KETENTUAN TUGAS: Sunting seluruh materi di bawah dengan mengganti "I would be most grateful" menjadi "I would really appreciate it" dan biarkan bagian lainnya tetap sama. Gambarnya tidak usah disertakan dalam jawaban.

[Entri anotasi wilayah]
__________________________________________________
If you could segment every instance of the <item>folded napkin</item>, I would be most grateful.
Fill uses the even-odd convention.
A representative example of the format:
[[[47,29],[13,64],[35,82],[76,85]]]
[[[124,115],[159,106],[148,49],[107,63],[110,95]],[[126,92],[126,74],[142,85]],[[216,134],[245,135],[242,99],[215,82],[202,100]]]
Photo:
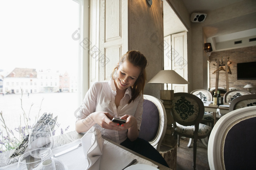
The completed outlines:
[[[81,138],[83,150],[88,163],[86,169],[99,169],[104,141],[101,131],[94,126]]]

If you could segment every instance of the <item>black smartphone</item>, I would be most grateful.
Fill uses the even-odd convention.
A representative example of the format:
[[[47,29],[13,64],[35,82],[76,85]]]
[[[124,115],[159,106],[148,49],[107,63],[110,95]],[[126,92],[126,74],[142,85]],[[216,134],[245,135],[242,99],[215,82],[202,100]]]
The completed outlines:
[[[114,118],[112,119],[112,121],[114,122],[118,123],[120,124],[124,123],[126,122],[126,120],[119,119],[119,118]]]

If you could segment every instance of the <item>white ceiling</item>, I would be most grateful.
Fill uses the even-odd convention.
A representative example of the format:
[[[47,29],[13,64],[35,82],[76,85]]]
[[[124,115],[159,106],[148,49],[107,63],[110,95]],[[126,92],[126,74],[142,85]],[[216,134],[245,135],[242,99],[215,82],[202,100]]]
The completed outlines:
[[[244,0],[182,0],[191,15],[193,12],[207,13],[212,11]],[[163,1],[163,3],[164,36],[187,31],[185,27],[176,15],[169,4],[166,1],[166,0]],[[256,10],[255,12],[256,12]],[[233,21],[232,21],[235,23],[238,23],[237,21],[245,21],[251,19],[250,18],[252,16],[255,17],[255,16],[246,16],[241,18],[234,19]],[[174,22],[173,21],[175,21]],[[250,22],[249,21],[248,22]],[[251,28],[248,28],[248,29],[245,29],[244,28],[242,28],[243,26],[242,24],[239,25],[239,24],[237,24],[237,25],[232,27],[231,28],[230,27],[223,27],[221,23],[218,23],[218,25],[215,24],[214,25],[215,28],[219,28],[218,32],[216,32],[215,30],[212,30],[212,27],[211,26],[213,25],[204,27],[203,29],[206,36],[208,38],[207,42],[212,43],[214,52],[218,51],[248,46],[248,44],[237,44],[235,47],[234,47],[234,42],[238,40],[243,40],[243,42],[245,41],[243,41],[245,39],[246,39],[248,41],[249,38],[256,37],[256,27],[255,26],[256,24],[256,21],[254,22],[256,23],[253,24],[253,26],[251,27]],[[256,45],[256,41],[255,42],[255,43],[254,45]],[[250,46],[252,46],[251,45]]]

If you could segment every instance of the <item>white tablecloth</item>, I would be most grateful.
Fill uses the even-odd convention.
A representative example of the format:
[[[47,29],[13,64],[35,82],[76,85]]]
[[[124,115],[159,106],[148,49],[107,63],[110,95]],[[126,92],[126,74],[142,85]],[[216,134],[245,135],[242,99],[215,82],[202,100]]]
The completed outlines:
__________________________________________________
HASIL LATIHAN:
If you could segment every instance of the <item>folded napkin</item>, I would really appreciate it.
Fill uses the even-odd convention.
A representative example of the format:
[[[47,29],[13,64],[35,82],[76,85]]]
[[[124,115],[159,106],[148,49],[107,63],[110,95]],[[126,92],[126,74],[142,85]],[[216,134],[245,135],[242,99],[215,82],[202,100]]]
Photo:
The completed outlines:
[[[81,138],[83,150],[88,163],[86,169],[99,169],[104,141],[101,131],[94,126]]]

If you could segment every instance of the <item>black smartphone</item>, I would really appreciate it.
Fill uses the even-odd convention.
A representative example of the format:
[[[47,29],[13,64],[35,82],[76,85]]]
[[[124,115],[159,106],[148,49],[107,63],[110,95]],[[126,92],[126,74],[142,85]],[[216,134],[245,135],[242,99],[215,82],[202,100]]]
The completed outlines:
[[[114,118],[112,119],[112,121],[114,122],[118,123],[120,124],[124,123],[126,122],[126,120],[119,119],[119,118]]]

If you could segment every instance of the <item>white ceiling</item>, I would really appreciate it.
Fill uses the even-odd convention.
A representative example of the format:
[[[47,29],[13,64],[35,82],[76,85]]]
[[[124,115],[159,106],[148,49],[107,63],[110,95]],[[126,92],[126,74],[142,85]],[[216,134],[245,135],[242,99],[215,82],[202,100]]]
The completed outlines:
[[[244,0],[182,0],[191,15],[193,12],[207,13],[212,11]],[[163,1],[163,3],[164,36],[187,31],[185,27],[176,15],[169,4],[166,1],[166,0]],[[256,10],[255,12],[256,12]],[[233,21],[232,21],[235,23],[238,23],[237,21],[245,21],[251,19],[250,18],[252,16],[255,17],[255,16],[246,16],[241,18],[234,19]],[[174,22],[173,21],[175,21]],[[250,22],[249,21],[248,22]],[[251,28],[248,28],[248,29],[245,29],[244,28],[242,28],[243,26],[242,24],[239,25],[239,24],[237,24],[237,25],[232,27],[231,28],[230,27],[223,27],[221,23],[218,23],[218,25],[215,24],[214,25],[215,28],[219,28],[218,32],[216,32],[215,30],[212,30],[212,27],[211,26],[213,25],[204,27],[203,29],[206,36],[208,38],[207,42],[212,43],[214,52],[218,51],[248,46],[248,44],[237,44],[235,47],[234,47],[234,42],[238,40],[243,40],[243,42],[245,41],[243,41],[245,39],[246,39],[248,41],[249,38],[256,37],[256,27],[255,26],[256,24],[256,21],[254,22],[256,23],[253,24],[253,26],[251,27]],[[256,45],[256,41],[255,42],[255,43],[254,45]],[[250,46],[252,46],[251,45]]]

If you could segment every instance of the <item>white tablecloth</item>, I would really appreciate it.
Fill uses the even-odd convention.
A representative example of the format:
[[[47,29],[13,64],[35,82],[76,85]]]
[[[124,115],[159,106],[148,49],[107,63],[110,95]],[[126,92],[126,74],[142,85]],[[216,134],[245,135],[242,99],[215,82],[202,100]]]
The completed outlines:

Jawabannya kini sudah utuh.